TASK MATERIAL —
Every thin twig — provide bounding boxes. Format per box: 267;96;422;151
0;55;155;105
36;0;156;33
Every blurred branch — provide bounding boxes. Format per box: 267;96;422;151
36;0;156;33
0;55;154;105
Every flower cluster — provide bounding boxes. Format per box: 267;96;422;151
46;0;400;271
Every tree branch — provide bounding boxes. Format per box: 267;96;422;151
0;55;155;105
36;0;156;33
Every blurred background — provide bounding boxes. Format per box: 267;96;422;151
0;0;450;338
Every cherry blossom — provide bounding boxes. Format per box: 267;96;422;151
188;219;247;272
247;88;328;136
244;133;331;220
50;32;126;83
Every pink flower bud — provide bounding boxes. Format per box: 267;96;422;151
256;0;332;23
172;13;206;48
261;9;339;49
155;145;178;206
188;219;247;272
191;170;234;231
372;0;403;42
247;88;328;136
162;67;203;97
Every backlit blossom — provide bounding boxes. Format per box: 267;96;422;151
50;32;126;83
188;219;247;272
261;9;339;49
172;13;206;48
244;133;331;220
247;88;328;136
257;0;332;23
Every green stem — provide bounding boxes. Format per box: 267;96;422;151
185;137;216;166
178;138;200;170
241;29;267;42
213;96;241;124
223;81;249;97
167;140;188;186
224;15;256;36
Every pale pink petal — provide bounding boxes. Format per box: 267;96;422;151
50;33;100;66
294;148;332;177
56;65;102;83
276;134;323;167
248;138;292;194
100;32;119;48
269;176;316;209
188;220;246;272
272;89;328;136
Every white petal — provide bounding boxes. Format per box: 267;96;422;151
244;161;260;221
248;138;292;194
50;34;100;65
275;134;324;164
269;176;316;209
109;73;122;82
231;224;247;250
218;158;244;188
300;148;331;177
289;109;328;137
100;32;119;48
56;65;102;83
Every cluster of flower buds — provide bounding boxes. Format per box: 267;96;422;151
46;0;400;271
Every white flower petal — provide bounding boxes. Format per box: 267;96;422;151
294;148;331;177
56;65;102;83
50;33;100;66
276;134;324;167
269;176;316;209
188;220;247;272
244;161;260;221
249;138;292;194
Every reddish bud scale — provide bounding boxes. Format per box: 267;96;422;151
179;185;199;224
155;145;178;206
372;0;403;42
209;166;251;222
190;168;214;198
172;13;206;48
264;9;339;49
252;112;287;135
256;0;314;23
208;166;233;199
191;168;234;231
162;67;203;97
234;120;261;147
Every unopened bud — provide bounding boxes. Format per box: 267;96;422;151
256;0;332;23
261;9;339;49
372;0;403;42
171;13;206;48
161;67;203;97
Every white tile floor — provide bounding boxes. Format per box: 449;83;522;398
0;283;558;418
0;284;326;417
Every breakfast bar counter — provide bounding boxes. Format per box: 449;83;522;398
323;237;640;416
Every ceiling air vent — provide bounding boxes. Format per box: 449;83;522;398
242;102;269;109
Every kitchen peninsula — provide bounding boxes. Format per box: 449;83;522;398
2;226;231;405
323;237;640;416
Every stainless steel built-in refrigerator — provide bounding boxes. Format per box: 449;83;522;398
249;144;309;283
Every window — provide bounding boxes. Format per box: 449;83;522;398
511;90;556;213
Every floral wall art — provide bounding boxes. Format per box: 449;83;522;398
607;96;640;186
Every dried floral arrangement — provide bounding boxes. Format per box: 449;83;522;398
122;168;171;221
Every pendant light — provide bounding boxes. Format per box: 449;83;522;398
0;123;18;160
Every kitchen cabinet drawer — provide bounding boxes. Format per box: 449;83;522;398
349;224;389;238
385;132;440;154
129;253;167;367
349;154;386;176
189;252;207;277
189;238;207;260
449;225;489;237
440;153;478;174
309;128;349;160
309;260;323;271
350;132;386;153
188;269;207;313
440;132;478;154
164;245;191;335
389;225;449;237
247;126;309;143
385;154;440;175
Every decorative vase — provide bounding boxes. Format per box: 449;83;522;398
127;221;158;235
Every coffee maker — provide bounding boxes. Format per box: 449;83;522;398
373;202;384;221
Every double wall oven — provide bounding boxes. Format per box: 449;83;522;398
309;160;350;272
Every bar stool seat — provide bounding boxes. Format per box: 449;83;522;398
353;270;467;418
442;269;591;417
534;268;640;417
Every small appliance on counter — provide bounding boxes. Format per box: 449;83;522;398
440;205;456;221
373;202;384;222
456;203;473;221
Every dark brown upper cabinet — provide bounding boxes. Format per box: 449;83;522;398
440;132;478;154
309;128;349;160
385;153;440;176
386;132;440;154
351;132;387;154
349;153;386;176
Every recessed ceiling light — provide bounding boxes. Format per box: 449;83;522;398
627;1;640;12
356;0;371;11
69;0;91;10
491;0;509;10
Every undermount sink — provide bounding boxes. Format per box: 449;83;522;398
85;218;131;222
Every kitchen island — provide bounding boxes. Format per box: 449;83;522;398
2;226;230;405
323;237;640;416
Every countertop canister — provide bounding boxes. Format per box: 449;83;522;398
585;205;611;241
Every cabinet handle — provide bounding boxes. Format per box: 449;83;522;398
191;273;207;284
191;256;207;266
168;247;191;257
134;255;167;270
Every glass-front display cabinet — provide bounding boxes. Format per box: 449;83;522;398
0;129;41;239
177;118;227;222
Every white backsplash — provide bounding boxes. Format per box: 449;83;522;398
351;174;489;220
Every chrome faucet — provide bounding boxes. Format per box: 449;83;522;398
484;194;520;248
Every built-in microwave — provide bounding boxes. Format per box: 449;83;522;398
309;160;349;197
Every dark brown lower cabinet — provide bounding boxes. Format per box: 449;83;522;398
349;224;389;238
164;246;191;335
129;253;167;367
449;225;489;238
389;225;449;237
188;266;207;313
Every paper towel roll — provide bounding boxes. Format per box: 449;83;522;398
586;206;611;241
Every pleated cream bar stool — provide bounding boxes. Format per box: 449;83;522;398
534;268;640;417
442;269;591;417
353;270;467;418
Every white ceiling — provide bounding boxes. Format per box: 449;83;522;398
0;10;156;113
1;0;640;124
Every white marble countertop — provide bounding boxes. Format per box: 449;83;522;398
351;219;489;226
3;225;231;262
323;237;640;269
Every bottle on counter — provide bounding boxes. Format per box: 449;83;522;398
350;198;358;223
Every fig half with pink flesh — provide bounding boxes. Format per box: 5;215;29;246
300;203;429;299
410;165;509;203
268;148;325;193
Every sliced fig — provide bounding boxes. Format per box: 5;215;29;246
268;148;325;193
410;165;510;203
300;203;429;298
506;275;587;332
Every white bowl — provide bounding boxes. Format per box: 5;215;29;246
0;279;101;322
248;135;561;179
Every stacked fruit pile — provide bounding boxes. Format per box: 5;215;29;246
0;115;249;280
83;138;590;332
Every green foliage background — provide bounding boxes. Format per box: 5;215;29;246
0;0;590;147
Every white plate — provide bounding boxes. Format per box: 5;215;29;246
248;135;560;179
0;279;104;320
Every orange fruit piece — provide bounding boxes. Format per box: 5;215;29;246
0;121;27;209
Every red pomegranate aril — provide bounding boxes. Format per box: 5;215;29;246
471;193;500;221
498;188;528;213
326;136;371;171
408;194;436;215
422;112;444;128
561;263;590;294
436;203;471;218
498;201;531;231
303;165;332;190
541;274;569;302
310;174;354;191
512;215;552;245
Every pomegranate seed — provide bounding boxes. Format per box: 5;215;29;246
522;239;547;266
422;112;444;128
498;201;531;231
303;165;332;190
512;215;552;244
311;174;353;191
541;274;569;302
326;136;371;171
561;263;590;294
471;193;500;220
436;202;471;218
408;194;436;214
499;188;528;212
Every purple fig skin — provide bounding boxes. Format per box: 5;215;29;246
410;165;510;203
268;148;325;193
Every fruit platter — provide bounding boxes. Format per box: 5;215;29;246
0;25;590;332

DIRECTIVE — Reproduce every one of the records above word for word, keeping each line as it appears.

RIGHT ANSWER —
Every thin twig — provide bounding boxes. Format per box: 267;96;422;151
0;55;155;105
36;0;156;33
Every blurred branch — provide bounding boxes. Format per box: 267;96;422;151
36;0;156;33
0;55;154;105
Every flower cluster — provide bounding boxes. Format per box: 267;96;422;151
46;0;400;271
Every tree branch — provide bounding boxes. Format per box: 267;96;422;151
0;55;155;105
36;0;156;33
Every blurred background — provide bounding boxes. Format per box: 267;96;422;151
0;0;450;338
Every cherry blossom — provide bounding boxes. Format per box: 267;96;422;151
188;219;247;272
247;88;328;136
244;133;331;220
50;32;126;83
Every pink flower bud — provide bounding boxes. Format per box: 267;96;422;151
256;0;332;23
172;13;206;48
261;9;339;49
155;145;178;206
188;219;247;272
191;170;234;231
372;0;403;42
247;88;328;136
162;67;203;97
Every backlit blossom — provide bounding boxes. Format per box: 267;96;422;151
50;32;126;83
188;219;247;272
261;9;339;49
172;13;206;48
244;133;331;220
247;88;328;136
257;0;332;23
Every green stem — provide bounding boxes. Format per box: 267;96;422;151
185;137;216;166
178;138;200;170
241;29;267;42
213;96;241;124
223;81;249;97
167;140;188;186
224;15;256;36
Every pale pink petal — provide bounding boxes. Format per box: 267;96;422;151
50;33;100;66
294;148;332;177
56;65;102;83
276;134;323;167
248;138;292;194
100;32;119;48
269;176;316;209
188;220;246;272
272;89;328;136
Every white petal — provide bounding boxes. Format per box: 267;96;422;151
244;161;260;221
248;138;292;194
50;34;100;65
275;134;324;164
269;176;316;209
109;73;122;82
231;224;247;250
218;158;244;188
300;148;331;177
289;109;328;137
100;32;119;48
56;65;102;83
Every cluster of flower buds — provide bounding boxes. Format per box: 267;96;422;151
46;0;400;271
Every white flower petal — provide bounding boxes. Format per box: 267;96;422;151
294;148;331;177
56;65;102;83
50;33;100;66
276;134;324;167
269;176;316;209
188;220;247;272
244;161;260;221
249;138;292;194
Every reddish bud scale — provide bounding boxes. Format per box: 267;96;422;151
179;185;199;224
155;145;178;206
372;0;403;42
209;166;251;222
190;168;214;198
172;13;206;48
264;9;339;49
252;112;287;135
256;0;314;23
208;166;233;199
191;168;234;231
162;67;203;97
234;120;261;147
Every unopened bud — provide bounding boxes. Format per box: 267;96;422;151
256;0;332;23
261;9;339;49
372;0;403;42
171;13;206;48
161;67;203;97
Every white tile floor — provide bounding boxes. Format per box: 449;83;522;398
0;283;558;418
0;284;326;417
Every breakfast bar counter — provide bounding boxes. Format per box: 449;83;522;398
323;237;640;416
Every ceiling air vent — provide bounding boxes. Format per box: 449;83;522;398
242;102;269;109
Every kitchen peninsula — provide bounding boxes. Format per box: 449;83;522;398
2;226;231;405
323;237;640;416
Every stainless steel built-in refrigerator — provide bounding boxes. Format per box: 449;83;522;398
249;144;309;283
Every window — provide bounding boxes. Format per box: 449;83;522;398
511;90;556;213
Every floral wall art — provide bounding boxes. Format per box: 449;83;522;398
607;96;640;186
Every dried floral arrangement — provide bounding boxes. Format per box: 449;83;522;398
122;168;171;221
Every pendant light — provide bounding boxes. Format per box: 449;83;522;398
0;123;18;160
Every kitchen cabinet drawer — provide bounding boxes. Format per box: 449;83;522;398
349;224;389;238
385;132;440;154
129;253;167;367
349;154;386;176
189;252;207;277
189;238;207;260
449;225;489;237
440;153;478;174
309;128;349;160
309;260;323;271
350;132;386;153
188;269;207;313
440;132;478;154
164;245;191;335
389;225;449;237
247;126;309;143
385;154;440;175
Every decorative vase — provide bounding boxes. Format per box: 449;83;522;398
127;221;158;235
Every coffee maker — provide bounding boxes. Format per box: 449;83;522;398
373;202;384;221
Every double wall oven — provide bounding boxes. Format per box: 449;83;522;398
309;160;350;272
Every bar stool seat — provide bounding boxes. Format per box: 449;83;522;398
353;270;467;418
442;269;591;417
534;268;640;417
Every small appliance on counter — provide bounding boxes. Format per box: 449;83;522;398
440;205;456;221
373;202;384;222
456;203;473;221
Every dark brown upper cabinet — provide bounding boxes. Format per box: 449;83;522;398
440;132;478;154
309;128;349;160
385;153;440;176
386;132;440;154
351;132;387;154
349;153;386;176
Every recessed ceiling light — provide bounding boxes. Format per box: 449;83;522;398
627;1;640;12
356;0;371;11
69;0;91;10
491;0;509;10
Every undermount sink — provide bounding boxes. Format per box: 449;83;522;398
85;218;131;222
Every kitchen island — provide bounding boxes. Format per box: 449;83;522;398
2;226;230;405
323;237;640;416
Every countertop canister — provide bounding boxes. Format per box: 449;83;522;398
585;205;611;241
Every cabinet handle — provide bounding boxes. Format per box: 449;83;522;398
191;273;207;284
191;256;207;266
168;247;191;257
134;255;167;270
Every glass-front display cabinet — provide bounding boxes. Format per box: 449;83;522;398
0;129;41;239
177;118;227;222
Every white backsplash — provide bounding boxes. Format per box: 449;83;522;398
351;174;489;220
Every chrome faucet — provide bounding boxes. Format per box: 449;83;522;398
484;194;520;248
Every built-in microwave — provide bounding boxes. Format per box: 449;83;522;398
309;160;349;197
Every dark brown lower cabinet — provide bounding boxes. Format per box: 449;83;522;398
349;224;389;238
164;246;191;335
129;253;167;367
449;225;489;238
389;225;449;237
188;266;207;313
Every paper towel roll — provide bounding boxes. Format per box: 449;83;522;398
586;206;611;241
Every pleated cream bar stool — provide bounding boxes. Format per box: 449;83;522;398
534;268;640;417
442;269;591;417
353;270;467;418
Every white ceiling — provide bounding boxes. Format per box: 449;83;522;398
0;10;156;113
1;0;640;124
Every white marble countertop — provide bounding boxes. Format per box: 449;83;522;398
351;219;489;226
3;225;231;262
323;237;640;269
Every bottle on counter — provide bounding boxes. Format per box: 449;83;522;398
350;198;358;223
Every fig half with pink flesh — provide bounding boxes. Format per box: 5;215;29;246
300;203;429;299
410;165;509;203
268;148;325;193
Every sliced fig — provide bounding boxes. Format per box: 5;215;29;246
268;148;325;193
410;165;510;203
300;203;429;298
506;275;587;332
Every white bowl — provide bounding boxes. Format per box: 5;215;29;246
0;279;101;322
248;135;561;179
Every stacked fruit pile — provide bounding boxes. Format per box: 5;215;29;246
0;115;249;280
83;138;590;332
Every green foliage background — provide bounding boxes. Format per box: 5;215;29;246
0;0;590;147
Every white plate — provide bounding boxes. Format per box: 5;215;29;246
248;135;560;179
0;279;104;320
Every orange fruit piece — provide bounding boxes. Format per box: 5;215;29;246
0;121;27;209
Every red pomegranate aril — provide bounding boxes. Format per box: 5;215;29;246
471;193;500;221
498;188;528;213
326;136;371;171
408;194;436;215
422;112;444;128
561;263;590;294
436;203;471;218
498;201;531;231
303;165;332;190
541;274;569;302
310;174;354;191
512;215;552;245
Every pomegranate seed — provide bounding boxes. Format per box: 5;215;29;246
522;239;547;266
422;112;444;128
498;201;531;231
303;165;332;190
512;215;552;244
311;174;353;191
541;274;569;302
326;136;371;171
561;263;590;294
471;193;500;220
436;202;471;218
408;194;436;214
499;188;528;212
Every purple fig skin — provide bounding boxes. Format per box: 5;215;29;246
410;165;510;203
268;148;325;193
Every fruit platter — provide bounding boxes. Format per box: 5;215;29;246
0;25;590;332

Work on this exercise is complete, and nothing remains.